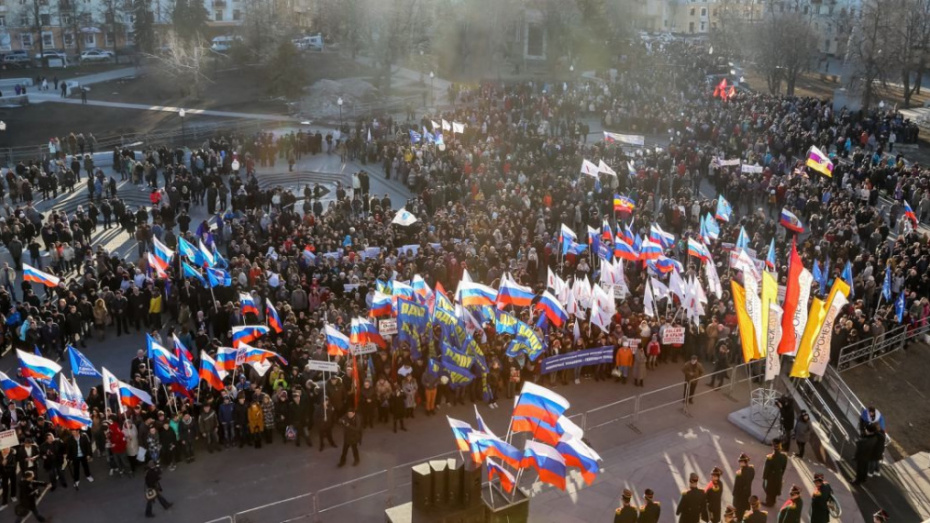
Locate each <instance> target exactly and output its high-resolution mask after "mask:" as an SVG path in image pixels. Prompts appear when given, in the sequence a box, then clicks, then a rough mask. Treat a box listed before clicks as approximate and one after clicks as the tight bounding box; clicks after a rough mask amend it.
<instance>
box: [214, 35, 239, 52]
mask: <svg viewBox="0 0 930 523" xmlns="http://www.w3.org/2000/svg"><path fill="white" fill-rule="evenodd" d="M241 40H242V37H239V36H217V37H216V38H214V39H213V40H212V41H211V44H210V49H212V50H214V51H216V52H217V53H225V52H226V51H229V48H230V47H232V45H233V42H239V41H241Z"/></svg>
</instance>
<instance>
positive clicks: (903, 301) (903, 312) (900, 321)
mask: <svg viewBox="0 0 930 523" xmlns="http://www.w3.org/2000/svg"><path fill="white" fill-rule="evenodd" d="M904 294H905V292H904V291H901V292H900V293H898V299H897V300H895V302H894V314H895V317H897V318H898V323H902V322H903V321H904Z"/></svg>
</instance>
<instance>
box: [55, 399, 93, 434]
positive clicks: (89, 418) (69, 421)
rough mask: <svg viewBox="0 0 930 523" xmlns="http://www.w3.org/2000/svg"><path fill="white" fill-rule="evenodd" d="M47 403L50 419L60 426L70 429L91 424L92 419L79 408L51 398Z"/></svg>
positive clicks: (75, 429)
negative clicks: (81, 410)
mask: <svg viewBox="0 0 930 523" xmlns="http://www.w3.org/2000/svg"><path fill="white" fill-rule="evenodd" d="M45 405H46V408H47V409H48V416H49V419H51V420H52V423H54V424H55V425H58V426H59V427H63V428H66V429H69V430H81V429H83V428H84V427H88V426H90V424H91V419H90V418H89V417H87V416H85V415H84V413H83V412H81V411H80V410H78V409H75V408H71V407H69V406H67V405H61V404H60V403H55V402H54V401H52V400H49V399H46V400H45Z"/></svg>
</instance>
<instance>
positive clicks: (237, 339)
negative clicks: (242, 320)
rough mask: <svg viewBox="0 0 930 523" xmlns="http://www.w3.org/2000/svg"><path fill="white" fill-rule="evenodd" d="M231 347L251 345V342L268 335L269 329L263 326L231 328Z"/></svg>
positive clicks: (248, 326)
mask: <svg viewBox="0 0 930 523" xmlns="http://www.w3.org/2000/svg"><path fill="white" fill-rule="evenodd" d="M232 330H233V347H239V344H240V343H252V342H253V341H255V340H257V339H259V338H261V337H262V336H264V335H265V334H268V331H270V330H271V329H269V328H268V327H265V326H264V325H237V326H235V327H233V329H232Z"/></svg>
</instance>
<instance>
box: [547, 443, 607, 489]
mask: <svg viewBox="0 0 930 523" xmlns="http://www.w3.org/2000/svg"><path fill="white" fill-rule="evenodd" d="M555 450H556V451H558V453H559V454H561V455H562V458H563V459H564V460H565V464H566V465H568V466H569V467H576V468H579V469H581V477H582V478H584V481H585V483H587V484H588V485H590V484H591V483H593V482H594V478H595V477H597V474H598V472H600V468H599V467H598V466H597V462H598V461H601V457H600V456H599V455H598V454H597V452H594V450H593V449H592V448H591V447H589V446H587V445H585V444H584V442H583V441H581V439H580V438H576V437H573V436H570V435H567V434H566V435H565V436H564V437H563V438H562V440H561V441H559V442H558V444H556V446H555Z"/></svg>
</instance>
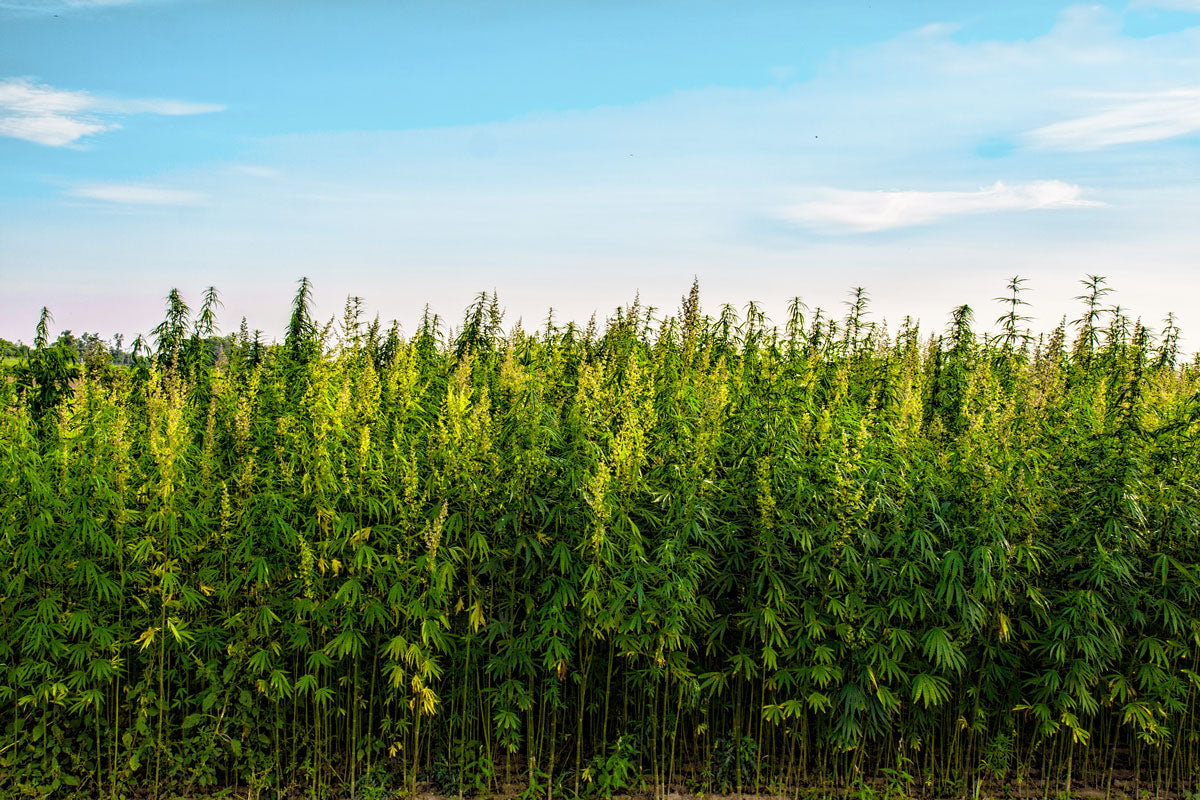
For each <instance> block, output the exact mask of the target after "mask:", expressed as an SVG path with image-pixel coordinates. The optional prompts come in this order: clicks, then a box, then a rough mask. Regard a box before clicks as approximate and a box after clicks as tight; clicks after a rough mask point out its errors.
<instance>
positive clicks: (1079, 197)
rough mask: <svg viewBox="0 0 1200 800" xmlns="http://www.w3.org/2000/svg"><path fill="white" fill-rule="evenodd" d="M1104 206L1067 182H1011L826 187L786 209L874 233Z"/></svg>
mask: <svg viewBox="0 0 1200 800" xmlns="http://www.w3.org/2000/svg"><path fill="white" fill-rule="evenodd" d="M1097 205H1103V204H1102V203H1098V201H1096V200H1088V199H1085V198H1084V192H1082V190H1081V188H1080V187H1079V186H1073V185H1070V184H1064V182H1062V181H1031V182H1028V184H1013V185H1008V184H1004V182H1002V181H996V182H995V184H992V185H991V186H989V187H986V188H980V190H978V191H974V192H912V191H910V192H854V191H847V190H826V191H824V192H823V193H822V197H821V199H817V200H811V201H809V203H802V204H799V205H793V206H788V207H786V209H784V211H782V216H784V218H786V219H788V221H791V222H796V223H799V224H802V225H806V227H812V228H828V229H833V230H841V231H851V233H870V231H876V230H890V229H893V228H907V227H911V225H920V224H925V223H929V222H935V221H937V219H942V218H946V217H954V216H960V215H965V213H984V212H989V211H1032V210H1036V209H1075V207H1086V206H1097Z"/></svg>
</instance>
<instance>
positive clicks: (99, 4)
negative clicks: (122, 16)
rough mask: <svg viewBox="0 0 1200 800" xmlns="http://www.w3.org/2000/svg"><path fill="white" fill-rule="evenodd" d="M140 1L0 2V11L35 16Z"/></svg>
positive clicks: (54, 0)
mask: <svg viewBox="0 0 1200 800" xmlns="http://www.w3.org/2000/svg"><path fill="white" fill-rule="evenodd" d="M137 1H138V0H0V11H16V12H25V13H34V14H43V13H44V14H48V13H62V12H64V11H74V10H86V8H102V7H106V6H126V5H131V4H133V2H137Z"/></svg>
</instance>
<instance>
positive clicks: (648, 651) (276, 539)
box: [0, 278, 1200, 796]
mask: <svg viewBox="0 0 1200 800" xmlns="http://www.w3.org/2000/svg"><path fill="white" fill-rule="evenodd" d="M1085 287H1086V288H1085V293H1084V295H1082V297H1081V302H1082V313H1081V315H1080V318H1079V320H1076V321H1075V323H1064V324H1063V325H1061V326H1060V327H1058V329H1056V330H1055V331H1054V332H1052V333H1050V335H1048V336H1045V337H1040V338H1032V337H1030V336H1028V335H1027V333H1026V332H1025V317H1024V315H1022V313H1021V312H1022V306H1024V303H1022V301H1021V297H1020V288H1021V282H1020V281H1019V279H1014V282H1013V283H1012V284H1010V287H1009V289H1010V290H1012V294H1010V295H1009V296H1008V297H1006V299H1004V300H1003V302H1004V306H1003V308H1004V312H1006V313H1004V315H1003V317H1001V319H1000V320H997V325H996V329H997V331H998V332H996V333H991V335H980V333H978V332H976V331H973V330H972V313H971V309H968V308H966V307H960V308H958V309H955V311H954V313H953V314H952V318H950V323H949V326H948V329H947V330H946V331H944V332H942V333H938V335H934V336H925V335H922V333H919V331H918V330H917V327H916V326H914V325H912V324H905V325H904V326H902V327H901V329H900V330H899V331H898V332H896V333H895V335H889V333H888V332H887V331H886V330H883V327H882V326H878V325H875V324H872V323H870V319H869V313H868V307H866V296H865V294H864V293H862V291H857V293H856V294H854V295H853V296H852V300H851V302H850V303H847V307H848V309H847V313H846V314H845V317H844V318H841V319H838V320H833V319H829V318H828V317H827V315H824V314H822V313H820V312H817V313H815V314H808V315H806V309H805V308H804V307H803V306H802V305H800V303H799V302H798V301H796V302H793V305H792V306H791V314H790V318H788V319H787V320H786V321H785V323H784V324H782V325H780V326H778V327H775V326H770V325H769V324H768V321H767V320H766V319H764V318H763V317H762V313H761V312H760V311H758V309H757V308H756V307H755V306H750V307H748V309H746V311H745V312H744V313H743V314H740V315H739V314H737V313H734V311H733V309H731V308H728V307H726V308H724V309H721V312H720V314H719V315H718V317H715V318H709V317H704V315H703V314H702V313H701V309H700V302H698V296H697V294H696V291H695V289H694V291H692V293H691V294H690V295H689V296H688V297H685V299H684V302H683V306H682V309H680V311H679V313H678V314H676V315H673V317H667V318H656V317H655V314H654V313H653V312H652V311H649V309H646V308H642V307H640V306H638V305H637V303H634V305H632V306H630V307H629V308H625V309H618V312H617V313H616V314H613V315H612V317H611V318H610V319H608V320H607V321H606V324H605V325H602V326H596V325H589V326H588V327H587V329H580V327H576V326H574V325H568V326H565V327H564V326H556V325H554V324H553V323H552V321H550V320H547V323H546V324H545V326H544V329H542V330H540V331H538V332H532V333H530V332H526V331H522V330H521V329H520V326H517V327H516V329H514V330H510V331H504V330H503V329H502V325H500V312H499V308H498V306H497V303H496V300H494V297H487V296H480V299H479V301H478V302H476V303H475V305H473V306H472V307H470V308H469V309H468V312H467V315H466V318H464V319H463V321H462V324H461V326H460V327H458V329H457V330H455V331H452V332H445V331H444V330H443V326H442V324H440V321H439V320H438V318H437V317H433V315H431V314H426V315H425V318H424V319H422V321H421V324H420V326H419V327H418V330H416V331H415V332H414V333H413V335H412V336H407V337H406V336H401V333H400V331H398V329H397V327H396V326H392V327H391V330H386V329H384V327H382V326H380V325H379V324H378V321H376V323H372V324H362V321H361V320H360V319H359V317H360V313H359V303H358V301H356V300H352V301H350V302H349V303H348V306H347V312H346V315H344V319H342V320H341V321H340V323H338V324H337V325H334V324H330V325H326V326H320V325H318V324H314V321H313V320H312V319H311V312H310V306H311V289H310V287H308V283H307V282H304V283H302V284H301V288H300V291H299V294H298V296H296V299H295V301H294V309H293V315H292V320H290V324H289V327H288V331H287V337H286V341H284V342H283V343H281V344H272V345H264V344H263V343H262V341H260V339H259V338H258V337H257V336H256V337H254V338H251V337H248V336H247V335H246V333H245V326H244V332H242V335H240V336H236V337H235V339H234V342H233V344H232V347H230V349H228V351H221V354H220V360H217V361H215V360H214V357H215V355H214V354H215V351H214V349H212V348H209V347H204V342H206V341H209V339H210V338H211V337H212V336H214V333H215V331H216V318H215V311H216V308H217V307H218V301H217V299H216V295H215V293H211V291H210V293H209V295H208V296H206V297H205V301H204V305H203V307H202V309H200V312H199V313H198V314H197V315H196V317H194V318H193V317H192V312H191V311H190V309H188V308H187V306H186V305H185V303H184V301H182V299H181V297H179V295H178V294H175V293H172V296H170V299H169V306H168V314H167V319H164V321H163V324H162V325H160V327H158V329H156V331H155V351H154V353H152V356H148V357H142V359H138V360H136V362H134V365H133V366H132V367H124V368H120V369H118V368H113V367H110V366H104V365H102V363H101V365H92V367H91V368H89V369H86V371H83V372H78V373H71V375H68V380H66V381H65V383H64V379H62V378H64V377H62V374H59V373H55V372H54V369H56V368H58V367H59V366H61V365H60V360H59V356H56V355H54V354H52V353H50V349H52V347H50V345H48V344H47V336H46V331H44V330H40V331H38V345H37V348H36V350H35V351H34V353H32V354H31V356H30V360H29V362H28V363H23V365H22V366H20V369H22V372H20V375H17V377H13V375H10V379H8V380H0V407H2V408H4V414H2V416H0V541H2V546H0V700H2V704H0V714H2V720H0V793H8V794H42V793H50V792H55V790H56V792H62V790H68V789H71V787H76V789H77V790H78V792H80V793H83V794H89V795H96V794H104V795H113V796H116V795H125V794H128V793H131V792H133V790H134V789H139V788H145V789H148V790H150V792H152V793H154V794H155V795H160V794H166V793H168V792H204V790H208V789H211V788H218V787H242V788H245V789H248V790H250V792H252V793H256V794H257V793H258V792H262V790H265V789H275V790H283V792H295V793H311V794H312V795H313V796H330V795H352V794H353V795H359V796H382V795H383V793H384V792H385V790H395V789H403V788H406V787H407V788H409V789H412V788H413V787H415V786H416V783H418V782H432V783H433V784H434V786H436V788H437V790H439V792H443V793H448V794H460V793H467V794H473V793H490V792H499V790H509V792H511V790H514V787H516V789H515V790H517V792H521V790H526V792H528V793H529V794H530V796H533V795H534V794H547V795H548V794H550V793H553V794H565V795H568V796H571V795H575V794H592V795H611V794H613V793H616V792H622V790H625V789H628V788H631V787H640V786H644V787H646V788H647V789H648V790H652V792H654V793H656V794H658V793H661V792H665V789H666V788H667V787H672V786H676V787H691V788H692V789H704V790H713V792H721V790H748V792H749V790H755V789H762V790H766V789H768V788H770V787H799V786H805V784H811V783H829V784H835V786H841V787H856V786H857V787H859V788H860V789H863V790H868V789H871V788H872V787H875V788H878V787H883V788H882V789H881V790H886V792H906V793H926V794H928V793H943V794H944V793H954V794H962V795H970V794H972V793H977V792H978V790H979V787H980V786H983V787H986V788H988V792H989V793H992V794H995V793H998V792H1000V790H1001V788H1003V787H1007V789H1008V790H1014V789H1020V788H1021V787H1027V788H1028V787H1037V790H1038V792H1044V793H1045V794H1050V793H1055V794H1056V793H1058V792H1061V790H1069V788H1070V786H1072V783H1073V782H1074V783H1075V784H1076V786H1078V784H1079V783H1080V782H1086V783H1090V784H1093V786H1099V787H1103V788H1109V789H1111V788H1112V781H1114V776H1117V777H1116V780H1117V787H1116V790H1121V792H1128V793H1136V792H1138V790H1139V789H1153V790H1158V792H1168V790H1172V789H1174V790H1184V789H1187V790H1194V789H1195V788H1196V787H1195V781H1196V777H1195V776H1196V775H1198V774H1200V718H1198V699H1200V691H1198V688H1200V539H1198V536H1196V534H1198V525H1200V494H1198V491H1200V446H1198V441H1196V438H1198V434H1200V397H1198V389H1200V367H1198V365H1196V363H1182V362H1181V361H1180V359H1178V354H1177V349H1178V332H1177V331H1176V330H1175V327H1174V325H1171V324H1170V323H1169V324H1168V326H1166V327H1165V330H1164V331H1163V332H1162V333H1160V335H1158V336H1154V335H1152V333H1151V332H1150V331H1148V330H1147V329H1146V327H1144V326H1142V325H1141V324H1140V323H1133V321H1130V320H1129V319H1128V318H1127V317H1126V315H1124V314H1123V313H1122V312H1120V311H1117V309H1111V308H1109V307H1108V306H1106V305H1105V297H1104V295H1105V291H1106V289H1105V287H1104V284H1103V281H1100V279H1098V278H1094V279H1090V281H1088V282H1085ZM806 317H808V318H806ZM43 321H44V317H43ZM38 369H43V371H46V372H43V373H40V372H38ZM876 781H877V782H876ZM872 790H874V789H872Z"/></svg>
_____
Activity —
Please repeat exactly the data above from its first line to the line that contains "positive clicks: (89, 418) (69, 421)", inclusive, and leave every picture out.

Response area —
Locate each <instance> target exactly and output its high-resolution mask after "mask:" as an SVG path in image pixels. Prompts appear when given, in the sequence a box, then clicks, then a rough mask. Treat a box listed before clicks as approximate and one after clicks as the tight bounding box; clicks after a rough mask amend it.
<instance>
box: [214, 35, 239, 52]
mask: <svg viewBox="0 0 930 523" xmlns="http://www.w3.org/2000/svg"><path fill="white" fill-rule="evenodd" d="M241 40H242V37H239V36H217V37H216V38H214V39H213V40H212V41H211V44H210V49H212V50H214V51H216V52H217V53H225V52H226V51H229V48H230V47H232V45H233V42H239V41H241Z"/></svg>
</instance>
<instance>
positive clicks: (903, 301) (903, 312) (900, 321)
mask: <svg viewBox="0 0 930 523" xmlns="http://www.w3.org/2000/svg"><path fill="white" fill-rule="evenodd" d="M904 294H905V292H904V291H901V292H900V293H898V299H897V300H895V302H894V314H895V317H897V318H898V323H902V322H903V321H904Z"/></svg>
</instance>
<instance>
box: [55, 399, 93, 434]
positive clicks: (89, 418) (69, 421)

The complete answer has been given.